### Exercise aim
Your answer should be an exact copy of the listing.

### Given data
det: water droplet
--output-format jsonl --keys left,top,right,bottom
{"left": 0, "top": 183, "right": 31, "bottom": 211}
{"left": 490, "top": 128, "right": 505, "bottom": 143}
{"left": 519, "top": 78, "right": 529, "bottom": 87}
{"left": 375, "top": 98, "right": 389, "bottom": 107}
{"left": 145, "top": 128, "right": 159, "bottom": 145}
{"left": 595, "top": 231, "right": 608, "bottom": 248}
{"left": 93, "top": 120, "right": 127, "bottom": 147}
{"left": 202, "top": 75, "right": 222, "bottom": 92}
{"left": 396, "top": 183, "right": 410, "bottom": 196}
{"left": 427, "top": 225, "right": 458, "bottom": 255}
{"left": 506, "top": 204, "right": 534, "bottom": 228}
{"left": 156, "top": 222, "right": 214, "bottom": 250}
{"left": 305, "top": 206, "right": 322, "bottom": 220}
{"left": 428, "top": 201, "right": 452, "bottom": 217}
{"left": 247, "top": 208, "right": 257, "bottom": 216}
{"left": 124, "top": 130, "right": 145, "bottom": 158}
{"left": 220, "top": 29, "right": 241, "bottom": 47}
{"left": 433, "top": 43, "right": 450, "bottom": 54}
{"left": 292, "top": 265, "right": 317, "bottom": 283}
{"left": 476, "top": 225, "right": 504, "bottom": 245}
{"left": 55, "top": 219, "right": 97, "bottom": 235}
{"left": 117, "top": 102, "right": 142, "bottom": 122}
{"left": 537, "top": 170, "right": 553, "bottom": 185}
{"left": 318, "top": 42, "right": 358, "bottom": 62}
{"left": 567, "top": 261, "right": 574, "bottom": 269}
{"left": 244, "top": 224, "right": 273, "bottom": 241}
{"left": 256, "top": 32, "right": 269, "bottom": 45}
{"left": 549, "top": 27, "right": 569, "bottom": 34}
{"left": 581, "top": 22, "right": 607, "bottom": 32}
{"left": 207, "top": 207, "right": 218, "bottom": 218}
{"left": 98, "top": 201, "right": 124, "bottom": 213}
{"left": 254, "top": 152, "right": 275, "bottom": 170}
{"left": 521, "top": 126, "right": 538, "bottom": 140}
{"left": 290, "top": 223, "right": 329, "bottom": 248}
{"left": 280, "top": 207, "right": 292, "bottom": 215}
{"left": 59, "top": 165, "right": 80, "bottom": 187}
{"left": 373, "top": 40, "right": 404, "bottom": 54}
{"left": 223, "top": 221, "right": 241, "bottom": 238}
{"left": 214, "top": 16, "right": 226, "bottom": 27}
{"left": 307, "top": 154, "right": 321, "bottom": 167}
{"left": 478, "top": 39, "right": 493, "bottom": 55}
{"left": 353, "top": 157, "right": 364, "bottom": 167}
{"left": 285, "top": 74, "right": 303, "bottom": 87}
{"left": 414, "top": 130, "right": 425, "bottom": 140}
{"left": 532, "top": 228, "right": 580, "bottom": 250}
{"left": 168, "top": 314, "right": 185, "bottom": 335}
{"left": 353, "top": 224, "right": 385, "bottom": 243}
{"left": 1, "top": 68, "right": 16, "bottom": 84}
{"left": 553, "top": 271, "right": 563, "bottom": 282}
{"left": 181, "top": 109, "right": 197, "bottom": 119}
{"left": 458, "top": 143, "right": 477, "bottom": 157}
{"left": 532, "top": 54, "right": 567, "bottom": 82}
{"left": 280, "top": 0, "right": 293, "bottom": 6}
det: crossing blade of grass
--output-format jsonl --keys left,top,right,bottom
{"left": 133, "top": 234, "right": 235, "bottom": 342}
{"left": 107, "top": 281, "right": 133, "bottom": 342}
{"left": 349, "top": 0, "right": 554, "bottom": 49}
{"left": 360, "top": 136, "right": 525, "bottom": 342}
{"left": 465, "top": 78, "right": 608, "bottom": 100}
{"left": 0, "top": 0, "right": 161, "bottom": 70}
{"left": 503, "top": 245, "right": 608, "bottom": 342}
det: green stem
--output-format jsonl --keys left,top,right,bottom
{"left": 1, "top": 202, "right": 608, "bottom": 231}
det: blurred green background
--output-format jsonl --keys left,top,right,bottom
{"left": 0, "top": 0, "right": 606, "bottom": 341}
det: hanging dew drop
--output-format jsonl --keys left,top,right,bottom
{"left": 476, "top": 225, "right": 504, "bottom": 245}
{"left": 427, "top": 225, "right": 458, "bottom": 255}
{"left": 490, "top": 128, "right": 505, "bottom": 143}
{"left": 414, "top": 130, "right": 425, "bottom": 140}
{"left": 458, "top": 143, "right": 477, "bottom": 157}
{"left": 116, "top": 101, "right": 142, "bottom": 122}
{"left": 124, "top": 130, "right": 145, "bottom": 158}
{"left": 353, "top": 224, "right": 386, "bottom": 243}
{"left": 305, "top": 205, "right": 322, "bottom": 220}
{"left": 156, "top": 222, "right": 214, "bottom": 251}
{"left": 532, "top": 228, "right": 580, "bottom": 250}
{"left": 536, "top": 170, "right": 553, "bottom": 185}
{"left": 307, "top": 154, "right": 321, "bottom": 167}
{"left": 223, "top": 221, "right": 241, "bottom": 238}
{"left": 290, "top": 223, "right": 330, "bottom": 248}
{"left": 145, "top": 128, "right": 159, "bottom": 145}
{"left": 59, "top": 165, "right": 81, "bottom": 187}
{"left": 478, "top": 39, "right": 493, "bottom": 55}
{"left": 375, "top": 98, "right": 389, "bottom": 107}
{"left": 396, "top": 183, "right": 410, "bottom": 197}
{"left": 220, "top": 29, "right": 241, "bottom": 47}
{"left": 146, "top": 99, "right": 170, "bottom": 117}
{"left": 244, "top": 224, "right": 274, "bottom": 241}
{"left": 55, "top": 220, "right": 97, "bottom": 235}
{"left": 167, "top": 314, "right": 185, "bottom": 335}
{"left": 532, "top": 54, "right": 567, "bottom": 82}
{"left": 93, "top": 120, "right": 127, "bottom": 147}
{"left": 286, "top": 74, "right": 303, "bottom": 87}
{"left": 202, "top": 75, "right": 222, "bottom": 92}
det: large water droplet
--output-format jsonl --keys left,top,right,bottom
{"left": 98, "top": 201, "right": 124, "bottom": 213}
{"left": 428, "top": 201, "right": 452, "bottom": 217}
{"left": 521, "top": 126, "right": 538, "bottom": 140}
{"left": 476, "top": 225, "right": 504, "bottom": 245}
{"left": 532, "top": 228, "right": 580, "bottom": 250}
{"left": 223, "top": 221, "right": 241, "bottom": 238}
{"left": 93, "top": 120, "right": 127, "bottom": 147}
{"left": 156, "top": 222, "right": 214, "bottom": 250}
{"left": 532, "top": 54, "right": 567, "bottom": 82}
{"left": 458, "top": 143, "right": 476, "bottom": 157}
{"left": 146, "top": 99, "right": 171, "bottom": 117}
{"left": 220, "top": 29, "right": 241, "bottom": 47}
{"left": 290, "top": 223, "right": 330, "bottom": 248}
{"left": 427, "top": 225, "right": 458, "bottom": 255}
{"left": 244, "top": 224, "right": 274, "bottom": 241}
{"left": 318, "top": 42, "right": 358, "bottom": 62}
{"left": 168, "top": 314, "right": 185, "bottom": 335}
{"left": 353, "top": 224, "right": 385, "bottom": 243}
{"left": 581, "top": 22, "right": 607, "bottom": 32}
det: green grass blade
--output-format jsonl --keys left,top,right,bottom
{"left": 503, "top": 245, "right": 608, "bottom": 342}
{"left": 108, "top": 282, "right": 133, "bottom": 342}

### Task solution
det: water droplet
--output-format jsonl --keys left,top,right,bottom
{"left": 0, "top": 183, "right": 31, "bottom": 211}
{"left": 490, "top": 128, "right": 505, "bottom": 143}
{"left": 519, "top": 78, "right": 529, "bottom": 87}
{"left": 375, "top": 98, "right": 389, "bottom": 107}
{"left": 145, "top": 128, "right": 159, "bottom": 145}
{"left": 595, "top": 231, "right": 608, "bottom": 248}
{"left": 93, "top": 120, "right": 127, "bottom": 147}
{"left": 202, "top": 75, "right": 222, "bottom": 92}
{"left": 396, "top": 183, "right": 410, "bottom": 196}
{"left": 427, "top": 225, "right": 458, "bottom": 255}
{"left": 506, "top": 204, "right": 534, "bottom": 228}
{"left": 156, "top": 222, "right": 214, "bottom": 250}
{"left": 305, "top": 206, "right": 322, "bottom": 220}
{"left": 428, "top": 201, "right": 452, "bottom": 217}
{"left": 247, "top": 208, "right": 257, "bottom": 216}
{"left": 124, "top": 130, "right": 145, "bottom": 158}
{"left": 220, "top": 29, "right": 241, "bottom": 47}
{"left": 433, "top": 43, "right": 450, "bottom": 54}
{"left": 292, "top": 265, "right": 317, "bottom": 283}
{"left": 476, "top": 225, "right": 504, "bottom": 245}
{"left": 55, "top": 219, "right": 97, "bottom": 235}
{"left": 117, "top": 102, "right": 142, "bottom": 122}
{"left": 537, "top": 170, "right": 553, "bottom": 185}
{"left": 318, "top": 42, "right": 358, "bottom": 62}
{"left": 567, "top": 261, "right": 574, "bottom": 269}
{"left": 244, "top": 224, "right": 273, "bottom": 241}
{"left": 256, "top": 32, "right": 269, "bottom": 45}
{"left": 549, "top": 27, "right": 569, "bottom": 34}
{"left": 581, "top": 22, "right": 607, "bottom": 32}
{"left": 207, "top": 207, "right": 218, "bottom": 218}
{"left": 98, "top": 201, "right": 124, "bottom": 213}
{"left": 254, "top": 152, "right": 275, "bottom": 170}
{"left": 521, "top": 126, "right": 538, "bottom": 140}
{"left": 290, "top": 223, "right": 329, "bottom": 248}
{"left": 280, "top": 207, "right": 292, "bottom": 215}
{"left": 59, "top": 165, "right": 80, "bottom": 187}
{"left": 373, "top": 40, "right": 404, "bottom": 54}
{"left": 223, "top": 221, "right": 241, "bottom": 238}
{"left": 214, "top": 16, "right": 226, "bottom": 27}
{"left": 307, "top": 154, "right": 321, "bottom": 167}
{"left": 478, "top": 39, "right": 493, "bottom": 55}
{"left": 353, "top": 157, "right": 364, "bottom": 167}
{"left": 285, "top": 74, "right": 303, "bottom": 87}
{"left": 414, "top": 130, "right": 425, "bottom": 140}
{"left": 532, "top": 228, "right": 580, "bottom": 250}
{"left": 168, "top": 314, "right": 185, "bottom": 335}
{"left": 353, "top": 224, "right": 385, "bottom": 243}
{"left": 1, "top": 68, "right": 16, "bottom": 84}
{"left": 553, "top": 271, "right": 563, "bottom": 282}
{"left": 181, "top": 109, "right": 197, "bottom": 119}
{"left": 458, "top": 143, "right": 477, "bottom": 157}
{"left": 532, "top": 54, "right": 567, "bottom": 82}
{"left": 280, "top": 0, "right": 293, "bottom": 6}
det: crossing blade of grass
--output-format jsonl --keys left,top,right,bottom
{"left": 133, "top": 234, "right": 235, "bottom": 342}
{"left": 107, "top": 281, "right": 133, "bottom": 342}
{"left": 349, "top": 0, "right": 554, "bottom": 49}
{"left": 360, "top": 136, "right": 525, "bottom": 342}
{"left": 465, "top": 78, "right": 608, "bottom": 100}
{"left": 0, "top": 0, "right": 161, "bottom": 70}
{"left": 503, "top": 245, "right": 608, "bottom": 342}
det: green stem
--output-format jsonl --keys left,top,right,bottom
{"left": 1, "top": 202, "right": 608, "bottom": 231}
det: blurred green background
--output-format jsonl --keys left,top,right,bottom
{"left": 0, "top": 0, "right": 606, "bottom": 341}
det: hanging dew drop
--output-format jsonl --keys left,top,right,bottom
{"left": 476, "top": 225, "right": 504, "bottom": 245}
{"left": 427, "top": 225, "right": 458, "bottom": 255}
{"left": 490, "top": 128, "right": 505, "bottom": 143}
{"left": 414, "top": 130, "right": 425, "bottom": 140}
{"left": 458, "top": 143, "right": 477, "bottom": 157}
{"left": 116, "top": 101, "right": 142, "bottom": 122}
{"left": 124, "top": 130, "right": 145, "bottom": 158}
{"left": 353, "top": 224, "right": 386, "bottom": 243}
{"left": 305, "top": 205, "right": 322, "bottom": 220}
{"left": 156, "top": 222, "right": 214, "bottom": 251}
{"left": 532, "top": 228, "right": 580, "bottom": 250}
{"left": 536, "top": 170, "right": 553, "bottom": 185}
{"left": 307, "top": 154, "right": 321, "bottom": 167}
{"left": 223, "top": 221, "right": 241, "bottom": 238}
{"left": 290, "top": 223, "right": 330, "bottom": 248}
{"left": 145, "top": 128, "right": 159, "bottom": 145}
{"left": 59, "top": 165, "right": 81, "bottom": 187}
{"left": 478, "top": 39, "right": 493, "bottom": 55}
{"left": 375, "top": 98, "right": 389, "bottom": 107}
{"left": 396, "top": 183, "right": 410, "bottom": 197}
{"left": 220, "top": 29, "right": 241, "bottom": 47}
{"left": 146, "top": 99, "right": 170, "bottom": 117}
{"left": 244, "top": 224, "right": 274, "bottom": 241}
{"left": 55, "top": 220, "right": 97, "bottom": 235}
{"left": 167, "top": 314, "right": 185, "bottom": 335}
{"left": 532, "top": 54, "right": 567, "bottom": 82}
{"left": 93, "top": 120, "right": 127, "bottom": 147}
{"left": 286, "top": 74, "right": 303, "bottom": 87}
{"left": 202, "top": 75, "right": 222, "bottom": 92}
det: large water droplet
--output-format jsonl --keys left,top,right,bottom
{"left": 98, "top": 201, "right": 124, "bottom": 213}
{"left": 428, "top": 201, "right": 452, "bottom": 217}
{"left": 521, "top": 126, "right": 538, "bottom": 140}
{"left": 476, "top": 225, "right": 504, "bottom": 245}
{"left": 532, "top": 228, "right": 580, "bottom": 250}
{"left": 223, "top": 221, "right": 241, "bottom": 238}
{"left": 93, "top": 120, "right": 127, "bottom": 147}
{"left": 156, "top": 222, "right": 214, "bottom": 250}
{"left": 532, "top": 54, "right": 567, "bottom": 82}
{"left": 458, "top": 143, "right": 476, "bottom": 157}
{"left": 146, "top": 99, "right": 171, "bottom": 117}
{"left": 220, "top": 29, "right": 241, "bottom": 47}
{"left": 290, "top": 223, "right": 330, "bottom": 248}
{"left": 427, "top": 225, "right": 458, "bottom": 255}
{"left": 244, "top": 224, "right": 274, "bottom": 241}
{"left": 318, "top": 42, "right": 358, "bottom": 62}
{"left": 168, "top": 314, "right": 185, "bottom": 335}
{"left": 353, "top": 224, "right": 385, "bottom": 243}
{"left": 581, "top": 22, "right": 607, "bottom": 32}
det: green grass blade
--output-format jsonl --keys left,top,right,bottom
{"left": 503, "top": 245, "right": 608, "bottom": 342}
{"left": 108, "top": 282, "right": 133, "bottom": 342}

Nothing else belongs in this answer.